◆ Goal of the exercise
How many of the lines below contain "photo"? Answer with that number alone.

◆ Data extracted from a collection
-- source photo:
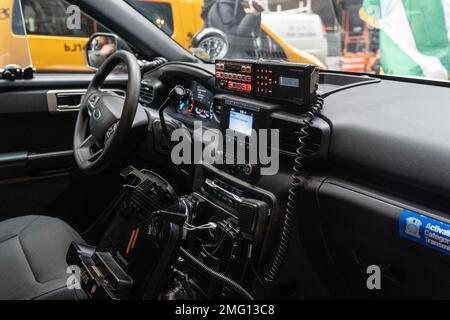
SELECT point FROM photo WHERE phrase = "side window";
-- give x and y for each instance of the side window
(159, 13)
(49, 18)
(52, 35)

◆ Response to the exercise
2